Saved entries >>
'''

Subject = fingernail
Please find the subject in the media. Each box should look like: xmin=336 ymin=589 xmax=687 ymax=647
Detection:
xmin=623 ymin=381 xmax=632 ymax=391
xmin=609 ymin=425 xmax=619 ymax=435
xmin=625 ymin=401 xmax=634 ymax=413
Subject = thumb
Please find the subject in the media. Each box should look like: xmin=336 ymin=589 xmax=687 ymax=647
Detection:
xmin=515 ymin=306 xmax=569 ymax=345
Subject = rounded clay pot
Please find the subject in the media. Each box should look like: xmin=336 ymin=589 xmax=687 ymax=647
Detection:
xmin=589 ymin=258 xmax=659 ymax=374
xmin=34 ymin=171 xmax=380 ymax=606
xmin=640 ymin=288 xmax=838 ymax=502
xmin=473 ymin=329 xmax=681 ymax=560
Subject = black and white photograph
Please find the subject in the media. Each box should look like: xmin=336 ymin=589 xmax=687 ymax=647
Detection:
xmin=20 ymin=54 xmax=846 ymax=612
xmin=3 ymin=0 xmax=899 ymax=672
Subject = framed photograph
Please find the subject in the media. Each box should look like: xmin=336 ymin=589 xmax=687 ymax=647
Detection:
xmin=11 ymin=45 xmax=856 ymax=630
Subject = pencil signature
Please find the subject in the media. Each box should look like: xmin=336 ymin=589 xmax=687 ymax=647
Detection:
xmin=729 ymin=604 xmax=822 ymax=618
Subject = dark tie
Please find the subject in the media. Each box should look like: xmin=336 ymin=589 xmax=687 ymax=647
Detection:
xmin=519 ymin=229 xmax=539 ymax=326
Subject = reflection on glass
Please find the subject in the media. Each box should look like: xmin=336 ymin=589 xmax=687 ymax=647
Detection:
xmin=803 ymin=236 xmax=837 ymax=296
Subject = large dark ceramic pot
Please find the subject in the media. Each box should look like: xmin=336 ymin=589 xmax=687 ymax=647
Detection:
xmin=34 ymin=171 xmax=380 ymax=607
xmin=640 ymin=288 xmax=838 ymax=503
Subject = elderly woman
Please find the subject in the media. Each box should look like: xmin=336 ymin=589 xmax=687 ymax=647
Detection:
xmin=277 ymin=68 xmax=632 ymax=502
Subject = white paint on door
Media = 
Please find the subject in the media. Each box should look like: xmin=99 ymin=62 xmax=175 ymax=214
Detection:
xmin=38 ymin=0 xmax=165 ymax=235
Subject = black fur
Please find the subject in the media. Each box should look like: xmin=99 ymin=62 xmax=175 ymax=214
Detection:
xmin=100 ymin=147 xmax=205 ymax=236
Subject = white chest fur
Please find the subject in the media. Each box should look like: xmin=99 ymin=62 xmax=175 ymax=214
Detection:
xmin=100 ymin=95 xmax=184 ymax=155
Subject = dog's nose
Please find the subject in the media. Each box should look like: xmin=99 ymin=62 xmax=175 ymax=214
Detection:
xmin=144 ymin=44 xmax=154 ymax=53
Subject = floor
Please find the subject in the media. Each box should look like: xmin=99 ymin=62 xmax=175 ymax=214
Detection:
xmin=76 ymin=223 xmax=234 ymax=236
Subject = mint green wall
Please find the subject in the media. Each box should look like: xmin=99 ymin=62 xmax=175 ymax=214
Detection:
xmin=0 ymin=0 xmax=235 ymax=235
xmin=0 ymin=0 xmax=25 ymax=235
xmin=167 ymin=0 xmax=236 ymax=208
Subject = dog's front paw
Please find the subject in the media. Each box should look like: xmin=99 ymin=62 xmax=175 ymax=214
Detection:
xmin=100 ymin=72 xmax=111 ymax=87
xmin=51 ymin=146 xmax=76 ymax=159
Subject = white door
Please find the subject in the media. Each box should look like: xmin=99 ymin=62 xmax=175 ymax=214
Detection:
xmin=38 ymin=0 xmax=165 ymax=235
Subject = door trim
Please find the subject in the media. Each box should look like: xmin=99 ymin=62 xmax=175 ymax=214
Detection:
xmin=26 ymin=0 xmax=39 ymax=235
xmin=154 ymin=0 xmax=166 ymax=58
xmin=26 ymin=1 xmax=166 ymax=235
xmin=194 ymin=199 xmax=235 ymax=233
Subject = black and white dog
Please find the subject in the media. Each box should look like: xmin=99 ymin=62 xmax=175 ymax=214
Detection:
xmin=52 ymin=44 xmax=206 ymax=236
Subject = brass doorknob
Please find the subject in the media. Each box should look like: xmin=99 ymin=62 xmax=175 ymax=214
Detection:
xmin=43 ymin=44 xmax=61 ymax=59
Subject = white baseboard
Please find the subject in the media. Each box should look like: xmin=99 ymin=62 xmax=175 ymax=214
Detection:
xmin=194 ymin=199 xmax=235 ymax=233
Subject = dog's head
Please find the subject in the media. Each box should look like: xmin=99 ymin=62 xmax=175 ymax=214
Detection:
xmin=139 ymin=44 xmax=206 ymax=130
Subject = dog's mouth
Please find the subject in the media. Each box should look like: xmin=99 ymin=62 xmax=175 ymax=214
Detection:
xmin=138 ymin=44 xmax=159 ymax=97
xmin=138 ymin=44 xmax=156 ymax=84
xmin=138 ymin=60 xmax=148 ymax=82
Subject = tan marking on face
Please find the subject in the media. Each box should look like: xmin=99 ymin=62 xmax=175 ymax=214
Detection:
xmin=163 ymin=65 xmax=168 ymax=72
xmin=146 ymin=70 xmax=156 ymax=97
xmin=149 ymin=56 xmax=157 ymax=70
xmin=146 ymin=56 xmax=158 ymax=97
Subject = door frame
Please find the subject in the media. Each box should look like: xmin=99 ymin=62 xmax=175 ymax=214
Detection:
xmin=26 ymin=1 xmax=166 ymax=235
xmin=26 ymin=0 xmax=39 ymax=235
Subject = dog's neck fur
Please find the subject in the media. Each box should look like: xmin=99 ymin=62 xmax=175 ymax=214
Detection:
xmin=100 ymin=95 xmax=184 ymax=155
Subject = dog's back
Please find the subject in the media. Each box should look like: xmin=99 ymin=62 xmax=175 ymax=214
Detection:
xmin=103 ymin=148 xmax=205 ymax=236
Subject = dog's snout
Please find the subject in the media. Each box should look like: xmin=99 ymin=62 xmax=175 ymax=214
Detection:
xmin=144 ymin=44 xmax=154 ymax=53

'''

TASK >>
Where the word "dark" occurs in a line of the records, copy that line.

SOLUTION TO THE PROBLEM >>
Subject = dark tie
Subject = large dark ceramic pot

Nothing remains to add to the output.